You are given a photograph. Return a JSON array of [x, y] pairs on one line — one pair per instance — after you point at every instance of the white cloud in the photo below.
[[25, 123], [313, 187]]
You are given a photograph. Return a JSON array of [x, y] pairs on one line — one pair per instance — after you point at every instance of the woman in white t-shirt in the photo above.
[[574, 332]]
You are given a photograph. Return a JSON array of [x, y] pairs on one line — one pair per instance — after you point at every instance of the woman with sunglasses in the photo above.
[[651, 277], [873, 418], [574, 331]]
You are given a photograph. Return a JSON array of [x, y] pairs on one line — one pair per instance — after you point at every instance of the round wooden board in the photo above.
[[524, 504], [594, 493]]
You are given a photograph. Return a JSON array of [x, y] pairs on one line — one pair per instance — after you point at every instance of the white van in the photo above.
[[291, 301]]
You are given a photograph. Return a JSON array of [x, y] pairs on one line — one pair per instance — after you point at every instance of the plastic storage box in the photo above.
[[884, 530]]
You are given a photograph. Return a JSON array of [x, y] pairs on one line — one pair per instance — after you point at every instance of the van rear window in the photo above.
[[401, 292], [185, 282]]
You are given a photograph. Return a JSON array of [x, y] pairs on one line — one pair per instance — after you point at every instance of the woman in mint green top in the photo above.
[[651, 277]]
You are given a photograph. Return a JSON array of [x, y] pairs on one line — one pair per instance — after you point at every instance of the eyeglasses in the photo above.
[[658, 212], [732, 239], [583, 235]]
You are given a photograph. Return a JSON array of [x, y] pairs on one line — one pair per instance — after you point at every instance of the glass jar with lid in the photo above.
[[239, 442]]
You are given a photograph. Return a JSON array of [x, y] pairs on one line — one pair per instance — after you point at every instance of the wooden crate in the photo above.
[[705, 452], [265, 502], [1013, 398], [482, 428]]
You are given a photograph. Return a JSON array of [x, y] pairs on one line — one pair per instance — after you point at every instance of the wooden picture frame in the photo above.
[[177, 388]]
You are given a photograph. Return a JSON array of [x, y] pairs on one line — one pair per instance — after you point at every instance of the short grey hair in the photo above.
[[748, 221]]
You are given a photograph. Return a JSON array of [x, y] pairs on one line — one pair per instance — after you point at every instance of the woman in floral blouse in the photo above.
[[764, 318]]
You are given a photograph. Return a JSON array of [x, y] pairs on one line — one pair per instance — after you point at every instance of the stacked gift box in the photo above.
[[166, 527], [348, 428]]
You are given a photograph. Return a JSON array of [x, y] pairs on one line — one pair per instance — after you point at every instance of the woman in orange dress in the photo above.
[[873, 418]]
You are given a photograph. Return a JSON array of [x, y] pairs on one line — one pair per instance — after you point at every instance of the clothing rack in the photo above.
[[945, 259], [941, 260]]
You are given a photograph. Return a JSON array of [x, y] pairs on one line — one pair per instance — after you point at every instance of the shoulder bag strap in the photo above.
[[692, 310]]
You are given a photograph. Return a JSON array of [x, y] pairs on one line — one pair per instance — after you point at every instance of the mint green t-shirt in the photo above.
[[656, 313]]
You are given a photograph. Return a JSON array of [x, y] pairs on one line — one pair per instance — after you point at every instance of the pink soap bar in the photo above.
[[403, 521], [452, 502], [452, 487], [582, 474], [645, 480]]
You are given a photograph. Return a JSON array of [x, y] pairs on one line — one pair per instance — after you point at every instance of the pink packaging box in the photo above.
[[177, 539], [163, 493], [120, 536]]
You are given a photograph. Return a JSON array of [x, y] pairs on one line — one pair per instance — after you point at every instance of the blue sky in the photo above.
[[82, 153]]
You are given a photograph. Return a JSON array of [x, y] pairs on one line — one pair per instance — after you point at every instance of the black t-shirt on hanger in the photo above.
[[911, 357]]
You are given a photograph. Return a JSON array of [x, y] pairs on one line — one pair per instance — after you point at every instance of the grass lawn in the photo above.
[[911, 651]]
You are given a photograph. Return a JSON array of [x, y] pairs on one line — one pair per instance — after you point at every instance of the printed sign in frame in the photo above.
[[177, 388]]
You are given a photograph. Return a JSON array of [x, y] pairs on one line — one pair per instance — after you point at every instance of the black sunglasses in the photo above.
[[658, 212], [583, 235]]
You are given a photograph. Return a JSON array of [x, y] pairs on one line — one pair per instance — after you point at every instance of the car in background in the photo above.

> [Work to be completed] Can you turn all of the data above into a numbered list, one item per line, with any blank lines left out?

> [Right answer]
1. You are given a photograph. Return a JSON array of [x, y] pairs on one line — one pair per instance — after you point at every instance of the white cloud in the photo below.
2. [[25, 123], [313, 187]]
3. You are given a photograph. Return a JSON array of [x, y] pairs on one line — one pair per instance — after you point at every instance of the woman in white t-shirt in the photo above.
4. [[574, 332]]
5. You are given a photograph. Return a JSON array of [x, y] pairs on one line — one pair per instance — after you point at every instance of the woman with sunglasses in the photo above.
6. [[651, 277], [873, 418], [574, 331]]
7. You are given a photograph. Return a JSON array of [x, y] pairs on one line — one pair per instance — after you point at every instance of the round wooden board in the photo above.
8. [[524, 504], [594, 493]]
9. You are given a photograph. Return a JSON array of [x, y] pairs on one line — one pair per instance — after you point at every instance of the white van in the photo above.
10. [[291, 301]]
11. You are given a photograph. Return a JSON array of [x, y] pairs on one line — one pair per instance — after you point at every instance of the plastic storage box in the photo above.
12. [[884, 530]]
13. You are given a photograph. Return a JSON array of [x, y] pairs on one line — one pair per instance — after you point at every instance of the van rear window in the photo above.
14. [[401, 292], [185, 282]]
15. You are given a photograph. Return a JSON array of [x, y] pairs on one line — one pair per instance — after you point at every instance of the woman in mint green top in the photo above.
16. [[651, 277]]
17. You are given a photograph. Return a JSON array of [x, y] pairs on one line — one pair per instance — after you point at every instance of the eyeglasses in the photo above.
18. [[658, 212], [732, 239], [583, 235]]
19. You are given a photograph. Return a JSON array of [x, y] pairs on one line — one pair per instance — after you point at every instance of the glass jar with lid in the photo above.
20. [[239, 442]]
21. You are given a photograph. Return a JSON array of [x, y] pairs on one line — one pair per instance — after you point at every instance of the wooden crate in the photo above.
22. [[705, 452], [265, 502], [1013, 398], [482, 428]]
23. You are given a photograph. Return a JSON array of [x, y] pairs on one line — one pair per instance — after you point at every instance of the wooden picture frame in the photo above.
24. [[177, 388]]
25. You are given a photograph. Return a JSON array of [x, y] pairs on one line — one pair per instance — after you point at every instance of the short grey hair in the photo above.
26. [[748, 221]]
27. You are given a photograph. Return a JSON array of [x, y] pairs on one line — one pair per instance — after you point at every instance of the woman in floral blouse in the photo above.
28. [[764, 318]]
29. You are given a photograph. Return a JSON array of [x, y] pairs on one line — one pair per instance — after you point at every instance of the stacked gift box in the photo above.
30. [[166, 527], [348, 428]]
31. You are given a photograph. Return a JSON array of [x, y] pairs on one line — one pair per instance — after you point at every instance of the woman in orange dress in the photo above.
32. [[873, 418]]
33. You are given a photograph. Return a JSON array of [x, y] pairs on one line — one pair per instance — after you point at every instance of the clothing rack in the photo above.
34. [[945, 259], [941, 260]]
35. You are given a photograph. Return a JSON array of [x, y] pairs on one line — one pair per instance — after you point at every instance of the shoulder bag strap in the photo above.
36. [[692, 310]]
37. You are given a photograph. Return a JSON array of [x, y] pairs on one line — one pair per instance — after you point at every instance of the mint green t-shirt in the photo above.
38. [[656, 313]]
39. You are given a photograph. Return a JSON array of [x, y] pairs on one line — one pair per instance — after you point at every instance of the pink soap bar in the photo above.
40. [[403, 521], [452, 502], [452, 487], [582, 474], [645, 480]]
41. You are given a photograph. Return a JSON array of [x, y] pairs on one line — one pair per instance — after you point at every instance of the pink packaging box in the photo above.
42. [[177, 539], [163, 493], [120, 536]]
43. You are given a photograph. Return a JSON array of [x, y] pairs on one line — one pair per instance — after you point at every instance of the blue sky in the photo above.
44. [[82, 153]]
45. You are given a photograph. Return a JSON array of [x, y] pairs on one line — one pair per instance — after you point at every instance of the black t-shirt on hanger in the photo above.
46. [[911, 357]]
47. You are given a photograph. Return a JSON array of [x, y] pairs on one line — one pair per instance — after you point at every instance of the grass lawn in the photo above.
48. [[911, 651]]
49. You are given a photograph. Return a JSON array of [x, y] pairs on one line — one pair per instance — after you point at every instance of the printed sign in frame in the photo above.
50. [[177, 388]]
51. You are given a photograph. Return a JSON array of [x, y] pairs on one line — one pair per instance — after you point at every instance of the black sunglasses in the photo above.
52. [[658, 212], [583, 235]]
53. You are given a photograph. Return a JSON array of [x, y] pairs on one line — one pair per instance — after you point at every instance of the car in background in the photo above.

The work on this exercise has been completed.